* _Exercise requirements_: The answer must consist solely of the lines from the one with "Locate the stone masonry" through the last line of the data, copied exactly, with no pictures.

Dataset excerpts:
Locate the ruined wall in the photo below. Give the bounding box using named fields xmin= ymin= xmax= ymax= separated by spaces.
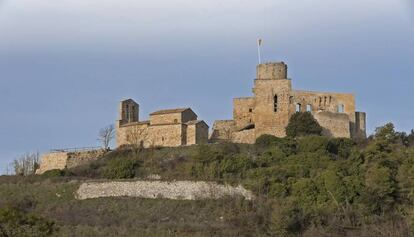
xmin=210 ymin=120 xmax=236 ymax=143
xmin=36 ymin=152 xmax=68 ymax=174
xmin=293 ymin=90 xmax=356 ymax=122
xmin=36 ymin=150 xmax=106 ymax=174
xmin=76 ymin=180 xmax=254 ymax=201
xmin=232 ymin=129 xmax=256 ymax=144
xmin=354 ymin=112 xmax=367 ymax=140
xmin=313 ymin=111 xmax=351 ymax=138
xmin=66 ymin=150 xmax=106 ymax=169
xmin=233 ymin=97 xmax=255 ymax=130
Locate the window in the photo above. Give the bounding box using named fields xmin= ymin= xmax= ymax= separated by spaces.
xmin=306 ymin=104 xmax=312 ymax=112
xmin=174 ymin=119 xmax=178 ymax=123
xmin=273 ymin=95 xmax=278 ymax=112
xmin=337 ymin=104 xmax=345 ymax=113
xmin=296 ymin=103 xmax=301 ymax=112
xmin=249 ymin=108 xmax=253 ymax=113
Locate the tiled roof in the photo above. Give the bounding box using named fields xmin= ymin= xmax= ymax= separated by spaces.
xmin=150 ymin=108 xmax=190 ymax=115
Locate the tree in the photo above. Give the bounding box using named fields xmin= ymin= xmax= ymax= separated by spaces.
xmin=12 ymin=152 xmax=40 ymax=176
xmin=285 ymin=112 xmax=323 ymax=137
xmin=98 ymin=125 xmax=115 ymax=149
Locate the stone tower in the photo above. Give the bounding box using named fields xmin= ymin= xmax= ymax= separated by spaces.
xmin=118 ymin=99 xmax=139 ymax=126
xmin=253 ymin=62 xmax=293 ymax=137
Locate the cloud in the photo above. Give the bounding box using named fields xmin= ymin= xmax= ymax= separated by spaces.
xmin=0 ymin=0 xmax=407 ymax=53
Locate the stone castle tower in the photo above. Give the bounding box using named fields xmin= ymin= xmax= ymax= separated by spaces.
xmin=210 ymin=62 xmax=367 ymax=143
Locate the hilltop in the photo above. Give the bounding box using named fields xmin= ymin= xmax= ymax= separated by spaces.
xmin=1 ymin=123 xmax=414 ymax=236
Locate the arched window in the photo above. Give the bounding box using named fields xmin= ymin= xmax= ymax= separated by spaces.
xmin=306 ymin=104 xmax=312 ymax=112
xmin=273 ymin=95 xmax=278 ymax=112
xmin=296 ymin=103 xmax=301 ymax=112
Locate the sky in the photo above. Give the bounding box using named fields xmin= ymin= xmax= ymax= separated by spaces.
xmin=0 ymin=0 xmax=413 ymax=173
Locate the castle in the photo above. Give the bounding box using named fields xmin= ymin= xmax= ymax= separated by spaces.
xmin=116 ymin=61 xmax=366 ymax=148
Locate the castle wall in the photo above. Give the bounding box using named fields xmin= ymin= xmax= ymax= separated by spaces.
xmin=232 ymin=129 xmax=256 ymax=144
xmin=313 ymin=111 xmax=351 ymax=138
xmin=36 ymin=149 xmax=106 ymax=174
xmin=233 ymin=97 xmax=255 ymax=130
xmin=253 ymin=78 xmax=293 ymax=138
xmin=36 ymin=152 xmax=68 ymax=174
xmin=354 ymin=112 xmax=367 ymax=140
xmin=293 ymin=90 xmax=356 ymax=122
xmin=210 ymin=120 xmax=236 ymax=143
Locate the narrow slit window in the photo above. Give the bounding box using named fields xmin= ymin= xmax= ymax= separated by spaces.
xmin=273 ymin=95 xmax=278 ymax=112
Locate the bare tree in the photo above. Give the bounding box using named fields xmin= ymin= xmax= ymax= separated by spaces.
xmin=12 ymin=152 xmax=40 ymax=176
xmin=98 ymin=125 xmax=115 ymax=149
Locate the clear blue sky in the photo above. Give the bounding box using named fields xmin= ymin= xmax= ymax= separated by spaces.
xmin=0 ymin=0 xmax=413 ymax=172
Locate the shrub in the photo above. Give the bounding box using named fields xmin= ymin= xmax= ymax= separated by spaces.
xmin=102 ymin=158 xmax=140 ymax=179
xmin=298 ymin=136 xmax=330 ymax=153
xmin=327 ymin=138 xmax=355 ymax=159
xmin=0 ymin=206 xmax=56 ymax=236
xmin=286 ymin=112 xmax=323 ymax=137
xmin=42 ymin=169 xmax=68 ymax=178
xmin=255 ymin=134 xmax=283 ymax=148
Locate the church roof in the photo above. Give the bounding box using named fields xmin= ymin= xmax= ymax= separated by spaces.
xmin=150 ymin=108 xmax=191 ymax=116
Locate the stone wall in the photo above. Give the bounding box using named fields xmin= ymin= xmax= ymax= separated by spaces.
xmin=210 ymin=120 xmax=236 ymax=143
xmin=232 ymin=129 xmax=256 ymax=144
xmin=36 ymin=149 xmax=106 ymax=174
xmin=293 ymin=90 xmax=356 ymax=123
xmin=233 ymin=97 xmax=255 ymax=130
xmin=256 ymin=62 xmax=287 ymax=79
xmin=314 ymin=111 xmax=351 ymax=138
xmin=150 ymin=113 xmax=182 ymax=125
xmin=36 ymin=152 xmax=68 ymax=174
xmin=76 ymin=180 xmax=254 ymax=201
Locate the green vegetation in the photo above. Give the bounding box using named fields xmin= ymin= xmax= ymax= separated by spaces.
xmin=285 ymin=112 xmax=323 ymax=137
xmin=1 ymin=122 xmax=414 ymax=236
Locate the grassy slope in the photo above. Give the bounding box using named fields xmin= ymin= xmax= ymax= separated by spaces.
xmin=1 ymin=133 xmax=414 ymax=237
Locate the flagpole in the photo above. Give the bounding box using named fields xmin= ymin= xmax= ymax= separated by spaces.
xmin=257 ymin=39 xmax=262 ymax=64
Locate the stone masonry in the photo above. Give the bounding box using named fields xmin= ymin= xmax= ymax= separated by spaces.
xmin=116 ymin=100 xmax=209 ymax=148
xmin=36 ymin=149 xmax=106 ymax=174
xmin=76 ymin=180 xmax=254 ymax=201
xmin=210 ymin=61 xmax=366 ymax=143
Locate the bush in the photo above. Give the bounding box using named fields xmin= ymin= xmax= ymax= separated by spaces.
xmin=286 ymin=112 xmax=323 ymax=137
xmin=102 ymin=158 xmax=140 ymax=179
xmin=0 ymin=206 xmax=56 ymax=236
xmin=42 ymin=169 xmax=68 ymax=178
xmin=255 ymin=134 xmax=283 ymax=148
xmin=298 ymin=136 xmax=330 ymax=153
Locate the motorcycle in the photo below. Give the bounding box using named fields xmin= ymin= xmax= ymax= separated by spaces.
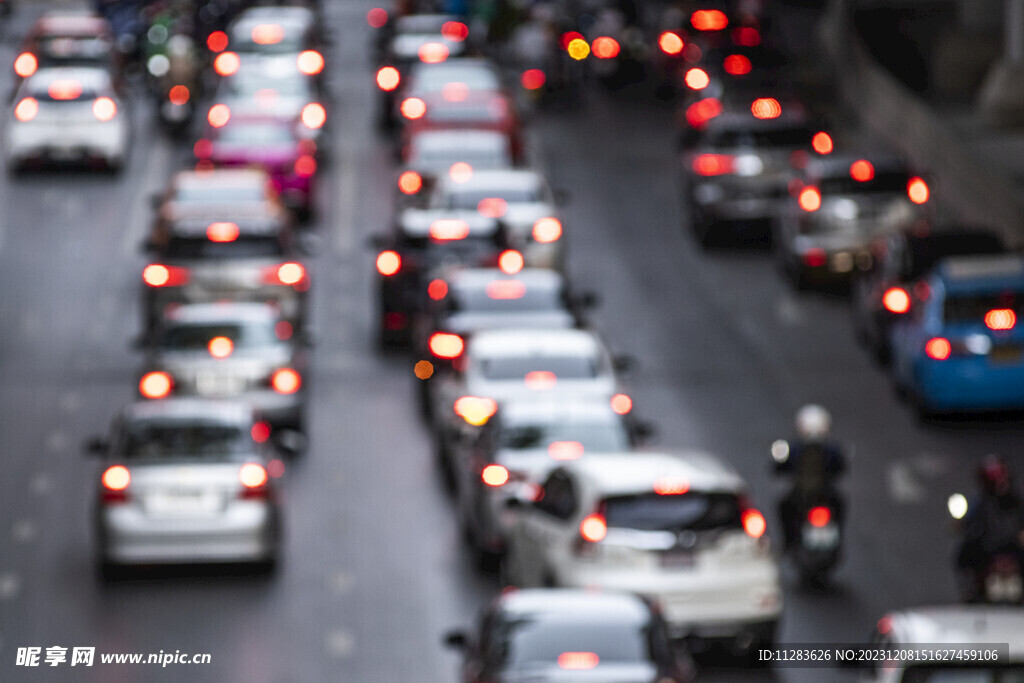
xmin=949 ymin=492 xmax=1024 ymax=604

* _Output of the task_:
Locate the stone masonry in the photo above. Give the bounding box using named fields xmin= ymin= xmax= ymax= separated by spaces.
xmin=116 ymin=100 xmax=209 ymax=148
xmin=36 ymin=149 xmax=106 ymax=174
xmin=76 ymin=180 xmax=254 ymax=201
xmin=210 ymin=61 xmax=366 ymax=143
Locate the bush in the photo above. Give the bounding box using named fields xmin= ymin= xmax= ymax= separated by spaces.
xmin=286 ymin=112 xmax=323 ymax=137
xmin=102 ymin=158 xmax=140 ymax=179
xmin=0 ymin=206 xmax=56 ymax=236
xmin=42 ymin=169 xmax=68 ymax=178
xmin=255 ymin=134 xmax=283 ymax=148
xmin=298 ymin=136 xmax=330 ymax=153
Locate the motorcycle in the photo below. Give the bounding box using named fields xmin= ymin= xmax= ymax= separated by spaces.
xmin=949 ymin=492 xmax=1024 ymax=604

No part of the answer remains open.